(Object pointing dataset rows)

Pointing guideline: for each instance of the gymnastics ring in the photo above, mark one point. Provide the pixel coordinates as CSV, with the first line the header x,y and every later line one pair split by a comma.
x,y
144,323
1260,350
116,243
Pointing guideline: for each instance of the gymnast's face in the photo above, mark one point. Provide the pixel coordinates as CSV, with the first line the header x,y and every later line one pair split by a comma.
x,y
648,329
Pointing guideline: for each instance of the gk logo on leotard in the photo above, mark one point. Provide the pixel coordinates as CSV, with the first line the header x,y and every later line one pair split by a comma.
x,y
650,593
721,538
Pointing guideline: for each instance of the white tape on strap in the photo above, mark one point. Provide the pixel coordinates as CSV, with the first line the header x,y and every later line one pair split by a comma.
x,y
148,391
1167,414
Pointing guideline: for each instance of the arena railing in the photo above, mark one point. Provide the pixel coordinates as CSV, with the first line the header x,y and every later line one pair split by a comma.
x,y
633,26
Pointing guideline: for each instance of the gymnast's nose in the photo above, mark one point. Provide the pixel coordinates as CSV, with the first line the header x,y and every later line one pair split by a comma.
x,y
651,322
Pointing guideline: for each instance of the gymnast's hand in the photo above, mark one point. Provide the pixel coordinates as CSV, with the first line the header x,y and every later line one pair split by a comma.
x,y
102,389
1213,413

* **What to produce**: Can you output every line of the material above, unchanged and in the same order?

* **Finished task**:
Pointing guideline: for each instance of the gymnastics ring in the photo above, mark one point. Provide the pixel coordinates as CSV, with the first line the header x,y and every later line one pair split by a comma.
x,y
144,323
1260,350
116,243
Pointing guideline: for each instance of the gymnast's face in the photo above, mark one point. Provide the pixel coordinates as CSV, with the first line the header x,y and every later line one pair split by a comma.
x,y
648,329
Pointing guideline: for each instance of the gk logo on leotard in the photo above, mark one point. Provide the pixel coordinates as CSV, with the first line the header x,y and every later line one pair split by a comma.
x,y
650,593
721,538
Pointing guideline: for each instance of the white tape on strap in the photo above, mark one point. Provide the pixel coordinates as CSV, with the first line the header x,y and every later line one pair split by a comma.
x,y
148,391
1167,414
Pointing guideline: for each instance of the arena railing in the photo above, mark one point. Provide the pixel coordinates as CSV, with the first line the header x,y and every later line one pair split by a comma.
x,y
633,26
Pointing guideline: for each instance of the gymnast's nose in the photo above, mark one point. Provide the pixel coordinates as CSV, with the first line the header x,y and every later line one pair split by a comma.
x,y
651,322
Pointing guideline: for each instance of the gymnast's hand in the photo above, mark one point. Provide the pixel coordinates as CSV, with the first line the header x,y and every later line one pair split by a comma.
x,y
102,389
1213,413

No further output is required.